Problem requirements
Every line that holds the word "using" needs to be copied from the data below.

═════ Data extracts

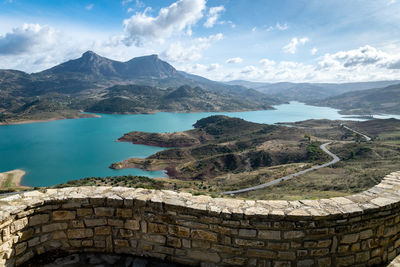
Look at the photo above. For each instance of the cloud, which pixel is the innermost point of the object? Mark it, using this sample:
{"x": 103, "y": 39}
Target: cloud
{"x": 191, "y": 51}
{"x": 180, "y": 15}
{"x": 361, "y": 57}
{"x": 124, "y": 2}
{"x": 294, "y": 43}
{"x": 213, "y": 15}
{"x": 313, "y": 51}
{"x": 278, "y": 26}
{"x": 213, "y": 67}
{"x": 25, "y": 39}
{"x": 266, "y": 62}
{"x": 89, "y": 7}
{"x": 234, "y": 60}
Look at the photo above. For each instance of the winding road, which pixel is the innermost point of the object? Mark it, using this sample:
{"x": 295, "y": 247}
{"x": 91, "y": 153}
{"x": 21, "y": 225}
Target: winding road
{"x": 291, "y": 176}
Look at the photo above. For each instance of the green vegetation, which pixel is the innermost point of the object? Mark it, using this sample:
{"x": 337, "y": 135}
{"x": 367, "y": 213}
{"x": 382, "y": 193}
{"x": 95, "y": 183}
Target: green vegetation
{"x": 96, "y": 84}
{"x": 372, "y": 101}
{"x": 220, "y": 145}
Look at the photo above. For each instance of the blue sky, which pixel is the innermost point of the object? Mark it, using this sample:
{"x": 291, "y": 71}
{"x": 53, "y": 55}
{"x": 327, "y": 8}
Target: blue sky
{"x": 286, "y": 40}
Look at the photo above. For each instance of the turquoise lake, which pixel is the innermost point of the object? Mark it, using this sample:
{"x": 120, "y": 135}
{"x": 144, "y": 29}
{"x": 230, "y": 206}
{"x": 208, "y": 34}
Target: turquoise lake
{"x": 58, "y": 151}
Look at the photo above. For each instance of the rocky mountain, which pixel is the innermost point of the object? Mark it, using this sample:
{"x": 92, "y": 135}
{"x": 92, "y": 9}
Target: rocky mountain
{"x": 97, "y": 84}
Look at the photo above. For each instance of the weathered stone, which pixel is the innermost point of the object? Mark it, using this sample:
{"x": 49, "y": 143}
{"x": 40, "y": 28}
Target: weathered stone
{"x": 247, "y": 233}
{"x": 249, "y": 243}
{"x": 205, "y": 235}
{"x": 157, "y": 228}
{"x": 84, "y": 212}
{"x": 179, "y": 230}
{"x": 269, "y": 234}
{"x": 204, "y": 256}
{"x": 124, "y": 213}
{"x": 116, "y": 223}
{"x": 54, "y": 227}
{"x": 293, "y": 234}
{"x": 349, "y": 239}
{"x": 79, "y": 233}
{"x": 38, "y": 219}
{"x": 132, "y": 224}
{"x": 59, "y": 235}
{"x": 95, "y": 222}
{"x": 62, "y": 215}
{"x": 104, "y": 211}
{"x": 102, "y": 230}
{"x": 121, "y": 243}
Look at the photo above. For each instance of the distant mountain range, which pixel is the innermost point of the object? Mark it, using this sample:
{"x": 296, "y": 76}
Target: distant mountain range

══════════
═════ Data extracts

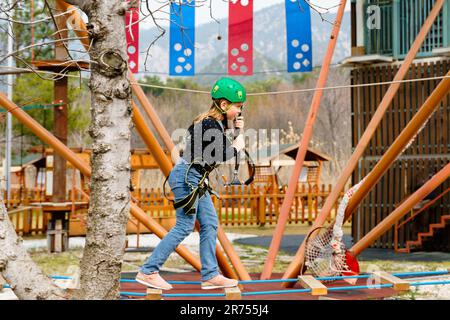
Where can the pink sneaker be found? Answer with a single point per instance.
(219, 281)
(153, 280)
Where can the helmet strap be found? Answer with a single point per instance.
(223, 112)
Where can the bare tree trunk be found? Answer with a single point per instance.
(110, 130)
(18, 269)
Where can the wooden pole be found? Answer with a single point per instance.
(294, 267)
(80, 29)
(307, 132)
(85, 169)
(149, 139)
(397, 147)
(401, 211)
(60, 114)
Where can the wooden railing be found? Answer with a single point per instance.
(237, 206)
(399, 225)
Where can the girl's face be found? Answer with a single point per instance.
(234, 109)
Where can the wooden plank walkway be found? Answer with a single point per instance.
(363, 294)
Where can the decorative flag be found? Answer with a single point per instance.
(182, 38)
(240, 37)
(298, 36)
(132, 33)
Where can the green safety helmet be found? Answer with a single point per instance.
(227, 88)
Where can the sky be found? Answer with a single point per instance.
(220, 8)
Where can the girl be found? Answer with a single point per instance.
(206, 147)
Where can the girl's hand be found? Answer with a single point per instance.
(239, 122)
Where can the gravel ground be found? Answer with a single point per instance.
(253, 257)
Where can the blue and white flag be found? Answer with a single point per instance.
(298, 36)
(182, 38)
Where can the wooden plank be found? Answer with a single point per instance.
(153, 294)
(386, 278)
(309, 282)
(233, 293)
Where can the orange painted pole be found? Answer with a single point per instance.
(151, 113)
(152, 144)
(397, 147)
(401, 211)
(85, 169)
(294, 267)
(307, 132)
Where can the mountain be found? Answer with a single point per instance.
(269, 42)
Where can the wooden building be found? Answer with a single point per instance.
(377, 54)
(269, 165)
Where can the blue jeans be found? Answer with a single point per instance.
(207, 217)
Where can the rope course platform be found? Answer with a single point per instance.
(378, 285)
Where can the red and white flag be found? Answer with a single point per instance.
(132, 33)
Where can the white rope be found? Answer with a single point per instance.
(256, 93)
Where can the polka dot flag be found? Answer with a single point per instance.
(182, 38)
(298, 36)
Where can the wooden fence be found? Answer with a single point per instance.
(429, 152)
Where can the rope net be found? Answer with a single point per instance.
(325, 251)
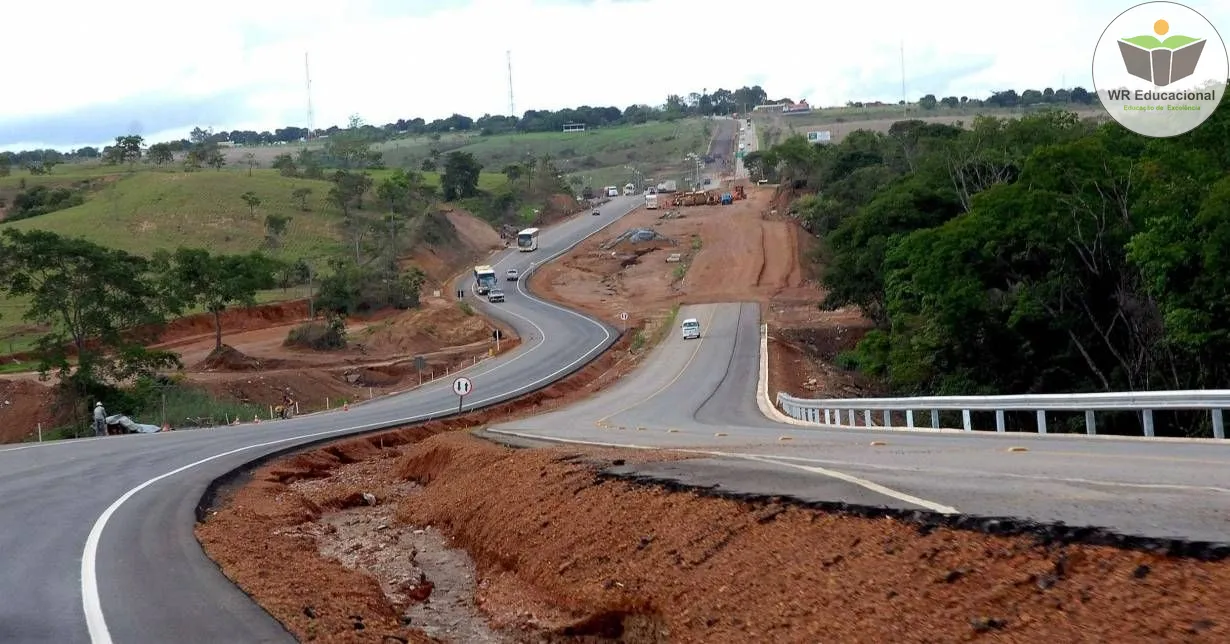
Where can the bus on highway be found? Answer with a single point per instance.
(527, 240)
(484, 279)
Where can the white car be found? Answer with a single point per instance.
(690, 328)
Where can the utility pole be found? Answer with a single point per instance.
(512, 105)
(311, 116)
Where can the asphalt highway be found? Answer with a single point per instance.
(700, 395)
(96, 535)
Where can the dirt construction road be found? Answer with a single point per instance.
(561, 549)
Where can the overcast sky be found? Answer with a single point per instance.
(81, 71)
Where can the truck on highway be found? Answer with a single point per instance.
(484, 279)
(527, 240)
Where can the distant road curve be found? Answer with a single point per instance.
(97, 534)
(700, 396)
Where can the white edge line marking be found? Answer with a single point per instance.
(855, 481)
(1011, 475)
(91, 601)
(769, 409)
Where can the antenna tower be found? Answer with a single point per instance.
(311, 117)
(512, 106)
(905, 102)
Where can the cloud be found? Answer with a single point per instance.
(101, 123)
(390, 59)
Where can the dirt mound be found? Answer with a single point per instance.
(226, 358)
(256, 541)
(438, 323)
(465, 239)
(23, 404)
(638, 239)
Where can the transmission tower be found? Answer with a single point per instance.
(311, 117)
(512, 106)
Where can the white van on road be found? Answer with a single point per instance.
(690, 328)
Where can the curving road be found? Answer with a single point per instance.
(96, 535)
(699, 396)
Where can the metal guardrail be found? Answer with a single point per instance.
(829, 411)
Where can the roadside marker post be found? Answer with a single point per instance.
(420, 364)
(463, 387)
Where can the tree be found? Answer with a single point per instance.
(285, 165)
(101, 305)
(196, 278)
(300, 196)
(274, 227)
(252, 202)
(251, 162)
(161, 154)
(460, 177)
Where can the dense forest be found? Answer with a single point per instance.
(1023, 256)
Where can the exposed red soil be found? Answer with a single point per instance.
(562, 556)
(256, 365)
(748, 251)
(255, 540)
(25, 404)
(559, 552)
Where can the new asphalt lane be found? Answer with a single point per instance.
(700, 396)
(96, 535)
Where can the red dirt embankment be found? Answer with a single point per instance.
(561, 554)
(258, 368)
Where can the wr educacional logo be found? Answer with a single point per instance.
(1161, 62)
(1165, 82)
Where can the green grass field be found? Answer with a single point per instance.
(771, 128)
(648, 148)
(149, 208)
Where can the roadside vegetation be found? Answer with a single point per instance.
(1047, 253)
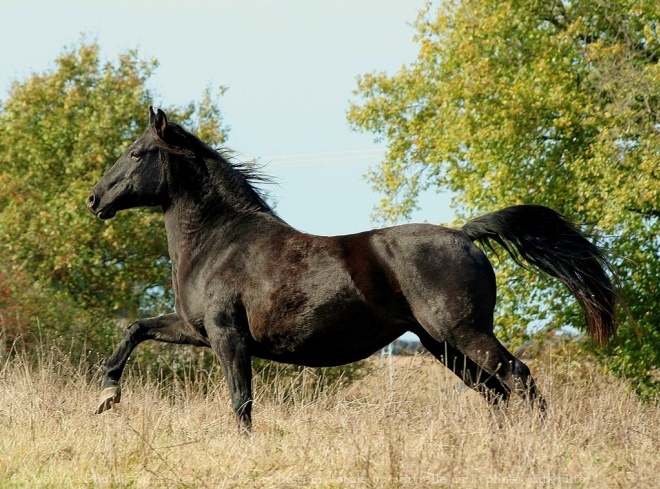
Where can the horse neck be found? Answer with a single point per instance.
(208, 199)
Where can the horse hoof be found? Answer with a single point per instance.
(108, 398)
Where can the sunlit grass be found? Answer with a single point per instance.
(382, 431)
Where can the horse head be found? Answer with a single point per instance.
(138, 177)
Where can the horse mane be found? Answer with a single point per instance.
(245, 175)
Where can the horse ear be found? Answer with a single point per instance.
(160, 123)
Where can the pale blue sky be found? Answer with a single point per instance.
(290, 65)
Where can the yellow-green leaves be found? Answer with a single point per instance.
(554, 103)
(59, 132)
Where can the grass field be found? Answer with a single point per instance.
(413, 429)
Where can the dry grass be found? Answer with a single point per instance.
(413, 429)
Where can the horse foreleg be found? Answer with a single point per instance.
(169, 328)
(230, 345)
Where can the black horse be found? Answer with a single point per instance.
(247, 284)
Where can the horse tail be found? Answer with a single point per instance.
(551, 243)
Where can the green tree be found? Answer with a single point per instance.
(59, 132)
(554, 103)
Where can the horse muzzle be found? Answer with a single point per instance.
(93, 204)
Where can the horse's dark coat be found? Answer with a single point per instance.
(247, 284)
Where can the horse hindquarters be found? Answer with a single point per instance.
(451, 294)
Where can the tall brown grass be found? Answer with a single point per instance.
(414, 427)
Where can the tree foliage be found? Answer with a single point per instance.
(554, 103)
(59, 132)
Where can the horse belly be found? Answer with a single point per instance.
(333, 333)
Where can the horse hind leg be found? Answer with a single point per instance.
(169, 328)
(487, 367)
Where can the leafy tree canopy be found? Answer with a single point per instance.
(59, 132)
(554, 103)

══════════

Finished exercise
Look at the photo above. For each instance of the cloud, which pixel is the innermost point of the object? Mark it, using this sample:
Look at the photo above. For each instance of the winding road, which pixel is the innermost point of the object? Mark it, using this sample:
Look at the photo above. For each instance of the green vegetation, which pixel is the innermost point of the object? Mark it, using this sample:
Look at the photo above. For each instance of the blue sky, which pixel is the innermost point of the object? Mark it, using this sample:
Look at the photo above. For each instance of the turquoise lake, which pixel is the innermost point of the object? Mark it, using this sample:
Look at the photo above. For each instance of the rocky mountain, which pixel is the innermost point of the object? Mark it, using this sample:
Look at the photo above. For each instance of the weathered stone, which pixel is the innermost point of the object? Mark it, using this sample:
Look at the photo above. For each instance of the distant mountain range, which pixel is the innermost point of the object? Mark it, using this sample:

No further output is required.